(Beginning of READING PASSAGE)

Published February 11, 2021

Another day, another human of Barrington! Today, we have freshman Sophia Gordon talking about the many different sides to quarantine – both the ups and the downs. Read on to hear more about her quarantine experience.“Quarantine has affected me in many different ways, both positive and negative. One positive of quarantine is that I was able to spend a lot more time with my family then I usually do, and had more time on my hands in general. Having this much time at my house affected me because I wasn’t able to go to school, or out anywhere, and because of this I had to find new things to do, like bike riding and baking. Biking is one of the new hobbies that I enjoyed, and my family and I would go biking on different trails together. One happy story or moment for me was getting to hang out with my friends for the first time since having to be on strict lockdown. This was really fun. I got to see them for one of their birthdays and it was so nice to all get together again. This moment stands out to me because before I got to hang out with them in person, we would just have to FaceTime if we wanted to see each other. So it was really nice to all get together. But, some negative things about quarantine was having to cancel my family spring break trip to Washington D.C., and not being able to go to school and see my friends as often. Now that quarantine is over I am so excited to see all of my friends and go back to school! I am excited for this because when we go back to school, not only can I see my best friends, but also the friends that I wasn’t able to over quarantine.”Sophia Gordon, freshman. Interviewed by Gia Vieceli.

Published February 9, 2021

To continue with our humans of Barrington and their quarantine stories, we have Ms. Duffy, a BHS teacher. Read on to see the many ways books helped her – in relationships, in life, and, of course, in quarantine. “Over quarantine I wanted to make sure I didn’t lose sight of my mental health, so I turned to books which is something that I always loved to do, but I don’t always have the time. To help maintain those habits joining book clubs holds you accountable, and I’m right now in four book clubs, and it’s all on Zoom so it’s not a lot, but I’m in one with students, one with my friends, one with faculty, and one with former colleagues, and we just bring tea and talk about it. We focused on diverse books with diverse authors, and that was really cool to be able to introduce those books to my friends and also teachers in the district. Not everybody is a physical book reader so we also had options for audiobooks so we could get more people involved. I think that reading is really important for empathy and perspective, and readers tend to have those skills more often than other people who aren’t readers. Another way besides going to a book club to hold yourself accountable is using the app Goodreads. My friends and I are really competitive, so especially if you’re a competitive person, tracking how fast you’re reading could be a fun way to keep your interest. I also read audiobooks, and especially since we’re stuck inside I go on long walks by myself or with my dog and I’ll listen to an audiobook, and that helps keep me reading. I read 33 books from March to the end of the school year, and I haven’t done that since I was a little kid. I think that reading opens up your eyes to other parts of the world and allows you to walk in others’ shoes. As a little kid I read ‘Magic Treehouse’ books, and as someone who loves history I liked that a lot. Also as a young girl there weren’t a lot of tv shows or dolls that pertained to strong female protagonists, so for me turning to books there was a whole world of people who felt the same way I did about how everyone can do anything they put their mind to.”Kathleen Duffy (Ms. Duffy), teacher. Interviewed by Mia Fischel.

(End of READING PASSAGE)

### TASK REQUIREMENTS
1. Decide whether each statement below agrees with the quarantine profiles, answering yes or no and quoting the words of the profiles that settle it.
(a) Sophia Gordon's family took a spring break trip to Washington D.C. during quarantine.
(b) Ms. Duffy belongs to four book clubs.
(c) Ms. Duffy read 33 books between March and the end of the school year.
2. Answer these questions using the quarantine profiles.
(a) Which two new activities did Sophia Gordon take up while at home?
(b) Who interviewed Ms. Duffy?
(c) Which app does Ms. Duffy name as a way to hold yourself accountable for reading?

(Beginning of DATASET EXTRACT)

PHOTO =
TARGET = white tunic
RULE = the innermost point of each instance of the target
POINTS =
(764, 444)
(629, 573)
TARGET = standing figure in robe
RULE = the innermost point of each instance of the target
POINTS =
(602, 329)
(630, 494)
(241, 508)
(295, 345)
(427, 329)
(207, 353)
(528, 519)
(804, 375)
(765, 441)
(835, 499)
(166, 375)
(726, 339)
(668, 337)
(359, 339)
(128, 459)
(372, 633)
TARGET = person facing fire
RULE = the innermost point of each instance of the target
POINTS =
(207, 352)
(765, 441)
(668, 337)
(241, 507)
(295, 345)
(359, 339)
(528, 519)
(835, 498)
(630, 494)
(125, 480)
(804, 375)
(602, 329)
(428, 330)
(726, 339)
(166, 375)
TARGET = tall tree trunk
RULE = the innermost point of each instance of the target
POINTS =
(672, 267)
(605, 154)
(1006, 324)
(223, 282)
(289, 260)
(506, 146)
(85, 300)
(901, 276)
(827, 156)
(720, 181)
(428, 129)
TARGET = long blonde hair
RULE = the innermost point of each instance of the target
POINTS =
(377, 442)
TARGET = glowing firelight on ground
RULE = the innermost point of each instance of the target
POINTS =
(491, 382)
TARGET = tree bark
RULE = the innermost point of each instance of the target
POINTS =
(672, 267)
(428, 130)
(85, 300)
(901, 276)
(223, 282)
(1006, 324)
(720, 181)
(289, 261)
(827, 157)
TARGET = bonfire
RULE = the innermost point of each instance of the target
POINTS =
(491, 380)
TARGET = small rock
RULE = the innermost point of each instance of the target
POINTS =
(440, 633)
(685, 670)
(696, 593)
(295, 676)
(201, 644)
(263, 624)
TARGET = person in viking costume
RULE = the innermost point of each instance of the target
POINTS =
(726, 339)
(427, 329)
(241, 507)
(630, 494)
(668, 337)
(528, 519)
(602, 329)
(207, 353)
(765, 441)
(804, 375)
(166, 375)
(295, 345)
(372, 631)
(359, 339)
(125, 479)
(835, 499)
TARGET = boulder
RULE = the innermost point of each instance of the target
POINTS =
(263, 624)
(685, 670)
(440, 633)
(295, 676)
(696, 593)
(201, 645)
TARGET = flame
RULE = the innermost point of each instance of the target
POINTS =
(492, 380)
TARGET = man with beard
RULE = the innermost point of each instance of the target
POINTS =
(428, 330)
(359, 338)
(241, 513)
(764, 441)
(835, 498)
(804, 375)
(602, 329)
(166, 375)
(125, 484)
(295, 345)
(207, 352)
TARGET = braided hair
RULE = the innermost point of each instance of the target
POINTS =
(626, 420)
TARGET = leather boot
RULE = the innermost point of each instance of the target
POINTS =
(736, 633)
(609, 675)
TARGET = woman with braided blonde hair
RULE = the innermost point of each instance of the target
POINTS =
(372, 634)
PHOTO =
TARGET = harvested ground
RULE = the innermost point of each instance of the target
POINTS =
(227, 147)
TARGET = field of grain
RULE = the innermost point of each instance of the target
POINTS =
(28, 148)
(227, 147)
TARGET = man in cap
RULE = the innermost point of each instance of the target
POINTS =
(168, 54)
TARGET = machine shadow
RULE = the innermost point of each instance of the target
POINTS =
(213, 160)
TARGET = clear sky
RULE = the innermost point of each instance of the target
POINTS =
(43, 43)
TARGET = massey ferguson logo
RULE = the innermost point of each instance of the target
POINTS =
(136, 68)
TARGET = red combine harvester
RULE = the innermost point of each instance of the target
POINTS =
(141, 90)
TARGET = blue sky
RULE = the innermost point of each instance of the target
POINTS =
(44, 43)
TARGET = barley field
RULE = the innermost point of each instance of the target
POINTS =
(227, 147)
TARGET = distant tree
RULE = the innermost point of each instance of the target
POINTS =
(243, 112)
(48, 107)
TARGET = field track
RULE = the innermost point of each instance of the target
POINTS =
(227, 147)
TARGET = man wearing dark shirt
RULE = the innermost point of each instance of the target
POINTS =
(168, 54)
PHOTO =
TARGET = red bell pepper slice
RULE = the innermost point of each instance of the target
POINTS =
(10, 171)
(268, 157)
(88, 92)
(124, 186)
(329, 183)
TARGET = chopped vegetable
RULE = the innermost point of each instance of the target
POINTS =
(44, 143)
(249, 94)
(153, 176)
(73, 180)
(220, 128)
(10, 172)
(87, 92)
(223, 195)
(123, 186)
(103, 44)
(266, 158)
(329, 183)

(End of DATASET EXTRACT)
(Beginning of DATASET EXTRACT)

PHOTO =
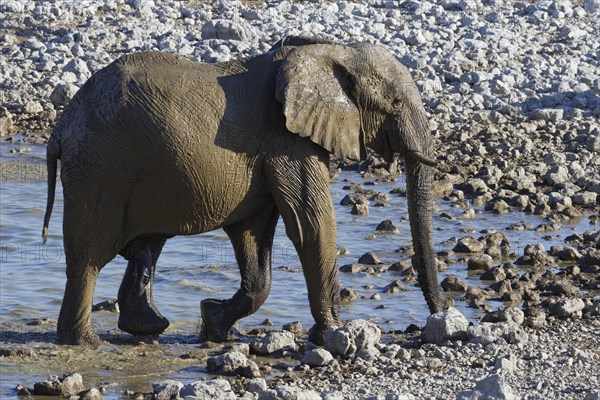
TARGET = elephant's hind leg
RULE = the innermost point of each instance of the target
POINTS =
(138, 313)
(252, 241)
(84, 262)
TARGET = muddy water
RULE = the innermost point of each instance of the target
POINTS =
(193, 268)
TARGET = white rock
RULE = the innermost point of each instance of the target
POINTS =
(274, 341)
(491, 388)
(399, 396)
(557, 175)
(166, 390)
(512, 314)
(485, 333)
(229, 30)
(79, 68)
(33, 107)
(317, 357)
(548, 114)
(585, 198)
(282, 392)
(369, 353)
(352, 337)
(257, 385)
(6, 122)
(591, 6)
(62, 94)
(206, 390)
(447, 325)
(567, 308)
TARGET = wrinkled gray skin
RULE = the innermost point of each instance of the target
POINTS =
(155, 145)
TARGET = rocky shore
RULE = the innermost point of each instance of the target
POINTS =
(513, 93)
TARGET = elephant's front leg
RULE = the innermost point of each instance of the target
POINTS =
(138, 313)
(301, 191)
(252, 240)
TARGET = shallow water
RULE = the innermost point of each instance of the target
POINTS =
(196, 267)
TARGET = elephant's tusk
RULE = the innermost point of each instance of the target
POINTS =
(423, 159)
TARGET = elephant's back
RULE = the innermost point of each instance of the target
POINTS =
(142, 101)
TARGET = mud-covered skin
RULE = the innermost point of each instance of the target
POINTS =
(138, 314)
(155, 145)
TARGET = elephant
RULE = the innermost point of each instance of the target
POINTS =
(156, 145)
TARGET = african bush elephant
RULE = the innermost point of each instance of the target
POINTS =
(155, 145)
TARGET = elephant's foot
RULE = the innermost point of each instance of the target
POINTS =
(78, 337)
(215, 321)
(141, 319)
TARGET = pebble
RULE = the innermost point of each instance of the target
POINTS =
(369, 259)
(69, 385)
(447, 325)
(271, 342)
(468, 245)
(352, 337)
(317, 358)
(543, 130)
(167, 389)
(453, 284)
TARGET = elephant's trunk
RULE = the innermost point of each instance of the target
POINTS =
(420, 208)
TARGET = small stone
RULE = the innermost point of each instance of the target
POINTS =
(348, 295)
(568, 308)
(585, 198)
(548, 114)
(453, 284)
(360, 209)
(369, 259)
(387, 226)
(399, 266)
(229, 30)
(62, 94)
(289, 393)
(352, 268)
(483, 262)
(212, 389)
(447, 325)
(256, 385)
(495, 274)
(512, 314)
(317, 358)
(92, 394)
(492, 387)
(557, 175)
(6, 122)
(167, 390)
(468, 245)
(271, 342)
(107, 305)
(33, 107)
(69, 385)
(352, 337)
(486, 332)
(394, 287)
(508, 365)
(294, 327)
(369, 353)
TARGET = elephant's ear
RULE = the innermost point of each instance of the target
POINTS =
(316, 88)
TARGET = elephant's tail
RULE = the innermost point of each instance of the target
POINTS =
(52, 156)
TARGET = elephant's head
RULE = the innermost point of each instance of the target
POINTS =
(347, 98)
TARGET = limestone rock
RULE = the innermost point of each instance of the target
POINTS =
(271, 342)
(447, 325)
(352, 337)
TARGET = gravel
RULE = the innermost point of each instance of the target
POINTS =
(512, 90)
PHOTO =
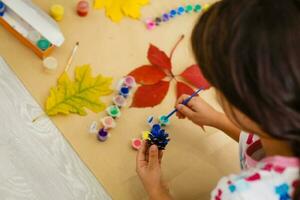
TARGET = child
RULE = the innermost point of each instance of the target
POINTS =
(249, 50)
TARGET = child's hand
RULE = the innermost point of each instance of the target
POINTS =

(End of DATASET EXTRACT)

### LIST OF SOLUTIONS
1.
(a) No: "having to cancel my family spring break trip to Washington D.C."
(b) Yes: "I’m right now in four book clubs"
(c) Yes: "I read 33 books from March to the end of the school year"

2.
(a) Bike riding and baking
(b) Mia Fischel
(c) Goodreads